▶ [Exercise]: In the entries below, how many lines contain the string "seat"? Respond with the number only.

▶ [Data extracts]:
****************************************

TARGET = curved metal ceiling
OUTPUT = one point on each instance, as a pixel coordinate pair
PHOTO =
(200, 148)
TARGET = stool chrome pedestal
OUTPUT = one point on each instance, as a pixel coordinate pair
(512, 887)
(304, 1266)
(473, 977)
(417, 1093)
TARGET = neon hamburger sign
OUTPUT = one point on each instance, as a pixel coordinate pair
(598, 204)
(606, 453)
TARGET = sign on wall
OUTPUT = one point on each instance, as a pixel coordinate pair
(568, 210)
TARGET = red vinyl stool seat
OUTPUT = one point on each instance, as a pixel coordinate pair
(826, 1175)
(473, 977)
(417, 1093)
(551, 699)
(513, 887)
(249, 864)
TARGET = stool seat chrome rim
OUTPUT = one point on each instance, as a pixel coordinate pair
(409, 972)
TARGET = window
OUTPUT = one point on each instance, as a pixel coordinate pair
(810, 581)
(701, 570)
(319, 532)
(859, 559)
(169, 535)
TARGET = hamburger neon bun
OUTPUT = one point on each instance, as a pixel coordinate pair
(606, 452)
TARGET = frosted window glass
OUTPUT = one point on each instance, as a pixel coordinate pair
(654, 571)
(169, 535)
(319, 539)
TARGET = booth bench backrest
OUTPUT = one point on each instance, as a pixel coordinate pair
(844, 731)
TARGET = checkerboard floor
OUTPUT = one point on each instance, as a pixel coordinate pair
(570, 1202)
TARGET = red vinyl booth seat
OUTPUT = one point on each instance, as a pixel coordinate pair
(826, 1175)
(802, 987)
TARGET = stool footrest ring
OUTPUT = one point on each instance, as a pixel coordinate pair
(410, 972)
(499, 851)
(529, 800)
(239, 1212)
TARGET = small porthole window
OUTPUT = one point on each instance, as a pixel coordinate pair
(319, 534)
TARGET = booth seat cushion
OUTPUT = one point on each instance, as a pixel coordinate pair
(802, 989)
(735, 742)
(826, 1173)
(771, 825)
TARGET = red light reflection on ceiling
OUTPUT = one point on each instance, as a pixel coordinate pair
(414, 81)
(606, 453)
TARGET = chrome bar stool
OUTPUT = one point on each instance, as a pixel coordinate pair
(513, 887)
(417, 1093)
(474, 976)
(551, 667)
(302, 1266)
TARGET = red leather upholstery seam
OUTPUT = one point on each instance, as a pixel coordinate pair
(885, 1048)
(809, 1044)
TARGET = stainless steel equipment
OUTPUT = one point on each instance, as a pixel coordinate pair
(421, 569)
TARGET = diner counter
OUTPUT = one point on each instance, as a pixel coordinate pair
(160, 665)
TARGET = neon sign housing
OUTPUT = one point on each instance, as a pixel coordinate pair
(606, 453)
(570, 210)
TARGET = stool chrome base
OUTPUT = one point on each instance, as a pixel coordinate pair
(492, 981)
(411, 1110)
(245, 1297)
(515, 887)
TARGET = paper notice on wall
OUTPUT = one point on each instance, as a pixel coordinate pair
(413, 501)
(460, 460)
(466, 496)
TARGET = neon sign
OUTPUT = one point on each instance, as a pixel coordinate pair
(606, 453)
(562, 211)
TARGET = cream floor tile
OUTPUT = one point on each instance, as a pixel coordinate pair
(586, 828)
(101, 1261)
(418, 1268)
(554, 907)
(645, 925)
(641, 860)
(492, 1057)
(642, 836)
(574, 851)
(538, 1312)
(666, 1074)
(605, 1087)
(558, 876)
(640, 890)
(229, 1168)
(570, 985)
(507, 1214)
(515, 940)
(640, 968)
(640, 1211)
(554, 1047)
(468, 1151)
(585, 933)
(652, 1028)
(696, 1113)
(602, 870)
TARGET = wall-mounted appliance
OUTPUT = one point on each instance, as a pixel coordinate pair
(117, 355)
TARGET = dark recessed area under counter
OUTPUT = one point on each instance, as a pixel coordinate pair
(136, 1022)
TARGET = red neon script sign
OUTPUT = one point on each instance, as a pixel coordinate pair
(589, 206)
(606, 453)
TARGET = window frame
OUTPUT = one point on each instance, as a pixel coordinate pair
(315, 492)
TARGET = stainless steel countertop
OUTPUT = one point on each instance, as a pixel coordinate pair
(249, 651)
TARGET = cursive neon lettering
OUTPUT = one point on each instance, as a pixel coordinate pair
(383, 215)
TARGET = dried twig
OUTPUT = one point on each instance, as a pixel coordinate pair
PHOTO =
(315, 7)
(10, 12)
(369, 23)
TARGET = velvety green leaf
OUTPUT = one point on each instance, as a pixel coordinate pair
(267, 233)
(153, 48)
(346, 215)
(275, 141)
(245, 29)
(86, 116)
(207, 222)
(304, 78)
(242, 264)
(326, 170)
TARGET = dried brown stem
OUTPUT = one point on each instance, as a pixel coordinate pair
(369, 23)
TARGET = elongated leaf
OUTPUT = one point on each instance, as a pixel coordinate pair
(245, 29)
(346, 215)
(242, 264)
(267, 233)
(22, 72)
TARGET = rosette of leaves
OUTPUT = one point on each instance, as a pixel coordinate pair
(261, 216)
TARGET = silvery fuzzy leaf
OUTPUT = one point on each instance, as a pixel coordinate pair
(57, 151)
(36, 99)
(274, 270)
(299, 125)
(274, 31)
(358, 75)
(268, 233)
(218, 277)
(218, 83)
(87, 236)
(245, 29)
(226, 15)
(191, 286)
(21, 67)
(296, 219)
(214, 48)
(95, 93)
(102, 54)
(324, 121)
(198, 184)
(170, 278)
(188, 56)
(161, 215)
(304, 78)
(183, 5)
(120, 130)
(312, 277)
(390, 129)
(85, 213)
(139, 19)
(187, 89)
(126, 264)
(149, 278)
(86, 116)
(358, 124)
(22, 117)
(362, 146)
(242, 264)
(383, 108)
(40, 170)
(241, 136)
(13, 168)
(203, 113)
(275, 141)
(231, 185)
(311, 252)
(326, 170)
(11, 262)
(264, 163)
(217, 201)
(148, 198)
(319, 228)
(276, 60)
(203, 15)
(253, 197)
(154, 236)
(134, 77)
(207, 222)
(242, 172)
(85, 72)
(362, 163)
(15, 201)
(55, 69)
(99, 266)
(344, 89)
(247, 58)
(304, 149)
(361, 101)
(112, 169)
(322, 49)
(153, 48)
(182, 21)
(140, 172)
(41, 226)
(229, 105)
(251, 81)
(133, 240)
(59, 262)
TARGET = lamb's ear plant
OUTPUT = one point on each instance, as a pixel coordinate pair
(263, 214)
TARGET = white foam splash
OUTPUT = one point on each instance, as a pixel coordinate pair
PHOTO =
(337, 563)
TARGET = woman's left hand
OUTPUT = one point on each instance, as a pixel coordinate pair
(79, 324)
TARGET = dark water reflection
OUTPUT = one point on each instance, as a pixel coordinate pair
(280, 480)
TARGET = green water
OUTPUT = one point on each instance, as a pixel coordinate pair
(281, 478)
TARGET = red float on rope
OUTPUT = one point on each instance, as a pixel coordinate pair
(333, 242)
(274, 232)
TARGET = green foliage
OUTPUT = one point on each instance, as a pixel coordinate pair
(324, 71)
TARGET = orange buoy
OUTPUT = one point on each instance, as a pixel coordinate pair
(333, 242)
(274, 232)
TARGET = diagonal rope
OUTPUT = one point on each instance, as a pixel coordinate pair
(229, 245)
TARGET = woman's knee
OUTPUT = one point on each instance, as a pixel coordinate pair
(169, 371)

****************************************

▶ [Answer to this task]: 4